====== Rows ======

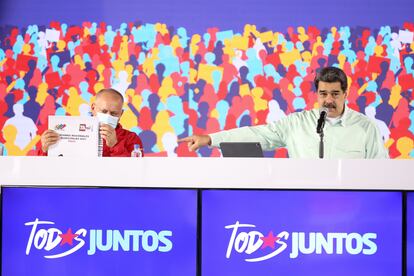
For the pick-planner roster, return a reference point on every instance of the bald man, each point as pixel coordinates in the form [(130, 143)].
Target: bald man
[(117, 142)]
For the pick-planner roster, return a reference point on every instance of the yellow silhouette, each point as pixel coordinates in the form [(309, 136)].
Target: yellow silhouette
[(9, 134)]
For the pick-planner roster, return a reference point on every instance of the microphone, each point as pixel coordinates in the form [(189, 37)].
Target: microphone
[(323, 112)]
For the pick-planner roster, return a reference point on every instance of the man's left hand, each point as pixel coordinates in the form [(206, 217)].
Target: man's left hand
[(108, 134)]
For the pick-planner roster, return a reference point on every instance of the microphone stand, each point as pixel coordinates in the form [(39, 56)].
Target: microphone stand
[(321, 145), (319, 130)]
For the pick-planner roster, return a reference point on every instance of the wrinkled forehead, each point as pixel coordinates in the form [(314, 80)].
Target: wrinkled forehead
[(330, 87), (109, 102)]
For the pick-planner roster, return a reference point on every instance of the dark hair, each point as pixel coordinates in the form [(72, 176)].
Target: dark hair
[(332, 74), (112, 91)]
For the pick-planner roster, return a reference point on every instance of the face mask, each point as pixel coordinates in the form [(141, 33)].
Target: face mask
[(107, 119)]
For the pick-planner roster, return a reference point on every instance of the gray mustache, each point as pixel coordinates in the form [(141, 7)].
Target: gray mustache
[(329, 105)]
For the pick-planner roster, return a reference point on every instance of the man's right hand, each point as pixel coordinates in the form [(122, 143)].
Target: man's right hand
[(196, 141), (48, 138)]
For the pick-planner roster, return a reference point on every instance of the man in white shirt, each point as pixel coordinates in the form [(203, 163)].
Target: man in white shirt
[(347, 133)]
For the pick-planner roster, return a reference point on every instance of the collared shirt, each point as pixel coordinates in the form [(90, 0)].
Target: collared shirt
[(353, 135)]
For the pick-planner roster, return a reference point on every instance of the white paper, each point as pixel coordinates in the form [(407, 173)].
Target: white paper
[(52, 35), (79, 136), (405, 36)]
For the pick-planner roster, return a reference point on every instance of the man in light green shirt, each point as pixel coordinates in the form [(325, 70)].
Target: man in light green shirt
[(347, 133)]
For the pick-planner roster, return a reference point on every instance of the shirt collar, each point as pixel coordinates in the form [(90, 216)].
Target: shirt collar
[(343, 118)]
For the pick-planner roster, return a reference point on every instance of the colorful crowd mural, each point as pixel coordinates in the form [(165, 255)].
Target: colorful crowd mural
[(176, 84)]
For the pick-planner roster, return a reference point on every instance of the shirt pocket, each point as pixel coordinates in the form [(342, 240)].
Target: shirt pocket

======

Quote all of the items above verbatim, leaving out the pictures.

[Exercise output]
For the pick-planner roster, return a reference point on every instance of the bald man, each point as pixel coordinates in the form [(130, 143)].
Target: bald man
[(117, 142)]
For the pick-planner roster, return a reference point on every instance of the yellow silhouette, each point as pixel coordinates in the form [(309, 136)].
Target: yellow silhouette
[(9, 134)]
For the pick-planner roster, return a reference point on every instance of the microphone, each point as pixel coordinates in the form [(189, 37)].
Target: microphone
[(323, 112)]
For the pick-planner roster, return a reference point on every instance of the man's left hand, each point as pixel coordinates in the form [(206, 217)].
Target: man's left hand
[(108, 134)]
For the pick-planner roster, return a reference point on every instance of the microphone stand, each point as pixel coordinates in the form [(39, 56)].
Target: microphone stand
[(321, 145), (319, 130)]
For the pick-planner roster, return a reference point on every instance of the wrinkled forehead, each point as pixel coordinates in the form [(314, 80)].
Target: wrinkled forehead
[(330, 87), (109, 102)]
For the pick-planner roster, return a reference point on every instance of the dark hair, each point as pixel coordinates in the form [(72, 176)].
Target: dark hair
[(332, 74), (112, 91)]
For the pick-planner roster, return a reference point on every instance of the face mask, each point as pixel coordinates in the form [(141, 33)].
Target: face mask
[(107, 119)]
For the pick-planner roster, return a reference point on every instance of the gray mustache, each point as pixel coordinates in the form [(141, 7)].
Target: gray mustache
[(329, 105)]
For the pick-planner roster, return a reference point on every instance of the man's right hand, each point as pixel coordinates in the form [(122, 143)].
Target: man's right hand
[(196, 141), (48, 138)]
For the pick-planner roster, return a reference point on every instance of the man in white shirt, each point as pixel coordinates in the form [(203, 163)].
Target: man in white shirt
[(347, 133)]
For the pick-planner roster, return a reference point on every instance of the collared shirt, each point as pixel coordinates in the form [(90, 0)].
Target: collared shirt
[(353, 135)]
For the pick-planner roster, return a reference point on every instance of the white paper, each point as pixel coordinates in the form [(407, 173)].
Target: white paper
[(52, 35), (79, 136), (405, 36)]
For the pick-planner roster, return a reference point on every instance of the man in light green shirt, each point as pixel coordinates in the form [(325, 70)].
Target: man in light green shirt
[(347, 133)]
For the pick-planner roster, return a reference point on every instance of the shirt collar, each point as pixel coordinates in the form [(90, 216)].
Target: shirt collar
[(343, 118)]
For the pick-planner roster, return a reference point on every instance of the colorful crowd mural, each point as pixel coordinates in the form [(165, 255)].
Target: colorful crowd mural
[(176, 84)]
For the pick-planner roster, return a reference point on every instance of the shirt pocket, each point as pixel coordinates in the form [(342, 240)].
Target: shirt pocket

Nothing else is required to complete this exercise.